# Required tasks:
[A] According to the crop management article, what license does Herb's Cali Krush LLC hold in the state of California?
[B] Continue the crop management interview from the point where it stops.

# Document passage:

-------------------------

By Veronica Castillo

“Everywhere we go, plants grow.” — Herbert Orlando Gonzalez

Crop management is defined as the set of agricultural practices performed to improve the growth, development, and yield of crops. How crop management looks in terms of action includes the following:

  • Appropriate crop genotypes for satisfactory yield under existing and predicted saline conditions
  • Appropriate planting procedures to minimize salinity near the vicinity of seed
  • Appropriate soil management such as tillage, plowing, sanding, and chemical amendments, mineral fertilizers, organic manures, and mulching to improve soil organic matter and increased soil percolation.
  • An efficient water distribution system and irrigation scheduling.

Crop management techniques may be different for indoor, outdoor, and greenhouse grown crops, but in all methods, a crop management technique is essential. An indoor grow may not need what an outdoor grow needs because it doesn’t face the same challenges. An outdoor grow may benefit from crop management techniques like:

  • Companion planting: a natural way to deter unwanted pests, and also good for adding other plant species to the garden which boosts diversity.
  • Building a fence: helpful for keeping animals away from the crops.
  • Netting: good for birds because, although birds in the presence of plants and flowers help deter some pests and insects, it’s important to remember that birds love seeds.

For more information on crop management, we asked Herbert Orlando Gonalez for his insight. Herbert, or Herb G., is the owner of Herb’s Cali Krush LLC, a company that holds a cultivation, distribution, and manufacturing license in the state of California.

What does crop management look like in your garden?

In the garden, we focus a lot on pest management. It’s one of the most crucial focuses in an outdoor garden. We apply a combination of steps and procedures to prevent, reduce, and maintain pest populations at non-damaging levels. We use a variety of physical and biological controls to keep a super healthy garden. The goal is never to get any pest in the garden and always have preventive measures.

If you had to start cultivating in a new way, for instance indoor versus sungrown, would your crop management technique change?

-------------------------

Data records
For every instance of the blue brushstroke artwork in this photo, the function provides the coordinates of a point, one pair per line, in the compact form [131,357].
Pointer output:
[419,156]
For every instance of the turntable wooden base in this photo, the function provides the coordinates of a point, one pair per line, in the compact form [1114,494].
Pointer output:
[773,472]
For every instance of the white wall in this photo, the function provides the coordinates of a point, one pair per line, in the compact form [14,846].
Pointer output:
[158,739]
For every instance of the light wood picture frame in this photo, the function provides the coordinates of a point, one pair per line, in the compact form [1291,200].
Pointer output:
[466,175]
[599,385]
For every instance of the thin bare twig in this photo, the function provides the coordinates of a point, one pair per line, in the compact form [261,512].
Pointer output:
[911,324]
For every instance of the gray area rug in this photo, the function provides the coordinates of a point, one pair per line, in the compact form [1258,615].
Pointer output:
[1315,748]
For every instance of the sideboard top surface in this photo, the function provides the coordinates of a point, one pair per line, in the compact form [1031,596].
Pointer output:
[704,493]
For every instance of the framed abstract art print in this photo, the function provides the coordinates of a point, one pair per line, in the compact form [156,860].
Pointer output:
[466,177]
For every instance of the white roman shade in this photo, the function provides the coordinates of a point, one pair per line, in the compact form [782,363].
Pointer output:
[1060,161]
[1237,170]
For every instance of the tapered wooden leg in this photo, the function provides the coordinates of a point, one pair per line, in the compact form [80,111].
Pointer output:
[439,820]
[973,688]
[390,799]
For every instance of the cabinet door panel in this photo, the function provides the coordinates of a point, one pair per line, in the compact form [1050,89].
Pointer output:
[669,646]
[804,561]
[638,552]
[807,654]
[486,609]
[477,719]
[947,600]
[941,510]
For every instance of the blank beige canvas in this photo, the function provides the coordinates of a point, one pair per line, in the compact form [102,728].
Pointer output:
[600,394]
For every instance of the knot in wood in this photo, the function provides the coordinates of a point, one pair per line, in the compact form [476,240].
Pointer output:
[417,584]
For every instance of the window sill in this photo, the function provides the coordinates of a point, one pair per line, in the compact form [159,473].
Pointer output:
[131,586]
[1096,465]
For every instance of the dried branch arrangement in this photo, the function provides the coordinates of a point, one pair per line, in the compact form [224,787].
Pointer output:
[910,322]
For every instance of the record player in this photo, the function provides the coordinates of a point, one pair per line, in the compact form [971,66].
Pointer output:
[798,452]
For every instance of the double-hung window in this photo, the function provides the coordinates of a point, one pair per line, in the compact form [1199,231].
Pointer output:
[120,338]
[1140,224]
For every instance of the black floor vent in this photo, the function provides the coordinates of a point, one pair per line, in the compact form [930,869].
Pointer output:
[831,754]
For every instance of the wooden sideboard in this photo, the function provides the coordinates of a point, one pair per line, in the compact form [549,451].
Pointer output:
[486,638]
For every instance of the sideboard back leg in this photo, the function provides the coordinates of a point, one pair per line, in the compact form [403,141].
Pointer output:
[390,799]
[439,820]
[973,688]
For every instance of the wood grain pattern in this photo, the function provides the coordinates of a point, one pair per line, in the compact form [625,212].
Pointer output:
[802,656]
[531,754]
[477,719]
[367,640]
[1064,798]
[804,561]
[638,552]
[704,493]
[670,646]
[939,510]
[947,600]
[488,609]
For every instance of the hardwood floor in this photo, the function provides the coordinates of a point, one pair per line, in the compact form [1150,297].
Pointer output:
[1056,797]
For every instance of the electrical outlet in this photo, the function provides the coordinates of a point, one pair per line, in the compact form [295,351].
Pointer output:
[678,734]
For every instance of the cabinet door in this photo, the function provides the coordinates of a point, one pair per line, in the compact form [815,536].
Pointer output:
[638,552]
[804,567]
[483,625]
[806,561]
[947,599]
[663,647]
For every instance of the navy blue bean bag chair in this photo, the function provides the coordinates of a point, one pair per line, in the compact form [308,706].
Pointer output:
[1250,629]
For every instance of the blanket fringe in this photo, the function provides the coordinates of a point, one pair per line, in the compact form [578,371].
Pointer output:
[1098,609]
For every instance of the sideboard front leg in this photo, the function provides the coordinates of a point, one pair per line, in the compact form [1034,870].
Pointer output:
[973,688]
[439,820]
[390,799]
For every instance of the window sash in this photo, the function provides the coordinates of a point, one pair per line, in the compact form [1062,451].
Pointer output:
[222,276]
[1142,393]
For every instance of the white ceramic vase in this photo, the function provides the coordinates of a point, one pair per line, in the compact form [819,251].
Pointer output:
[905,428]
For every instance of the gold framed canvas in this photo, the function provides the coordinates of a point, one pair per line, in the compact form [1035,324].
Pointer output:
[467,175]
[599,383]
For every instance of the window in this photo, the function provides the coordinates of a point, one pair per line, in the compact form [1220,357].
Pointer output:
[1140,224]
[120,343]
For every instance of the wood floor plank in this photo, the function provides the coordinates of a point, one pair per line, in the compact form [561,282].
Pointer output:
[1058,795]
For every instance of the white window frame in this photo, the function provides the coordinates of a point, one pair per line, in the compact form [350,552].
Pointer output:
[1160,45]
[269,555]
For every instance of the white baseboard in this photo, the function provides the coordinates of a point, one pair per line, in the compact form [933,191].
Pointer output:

-------------------------

# Exercise responses:
[A] A cultivation, distribution, and manufacturing license.

[B]
For indoor, it’s not that different. Keep the entire facility clean, and have beneficial plants and insects around — boom. The focus with growing crops is always the same: keeping plants healthy and pest-free. That is always the cultivator’s priority whether it’s inside or outside, in tents or greenhouse.

What do you believe new cultivators need to pay attention to the most when it comes to crop management?

Make sure to always get good genetic strains, and, if possible, do all your own cloning.

Quarantine new plants coming into your garden for a month, and watch them closely to avoid cross contamination.

What’s a tip that you can share for getting higher crop yields?

I recommend lollipopping* your plants and keeping them nice and manicured, allowing the air to flow through them. Temperature is extremely important to control right along with humidity levels. Power feed them on week three. I feed my plants the entire time the lights are on, and I use Pure Life Carbon as the medium. This allows you to power feed without overwhelming the plants and allows the plants to consume as much as they want—mega sonic boom!

*Lollipopping plants means to remove most growth from the bottom of the plant that isn’t getting light, while leaving all the vegetation and bud sites at the top of the plant untouched.

Technology or no technology for crop management . . . what are your thoughts?

Yes to everything that is going to help you. Technology is extremely helpful; however, you must always connect with your plants and get to know them intimately. As soon as you walk into a room, they will talk to you if you pay attention.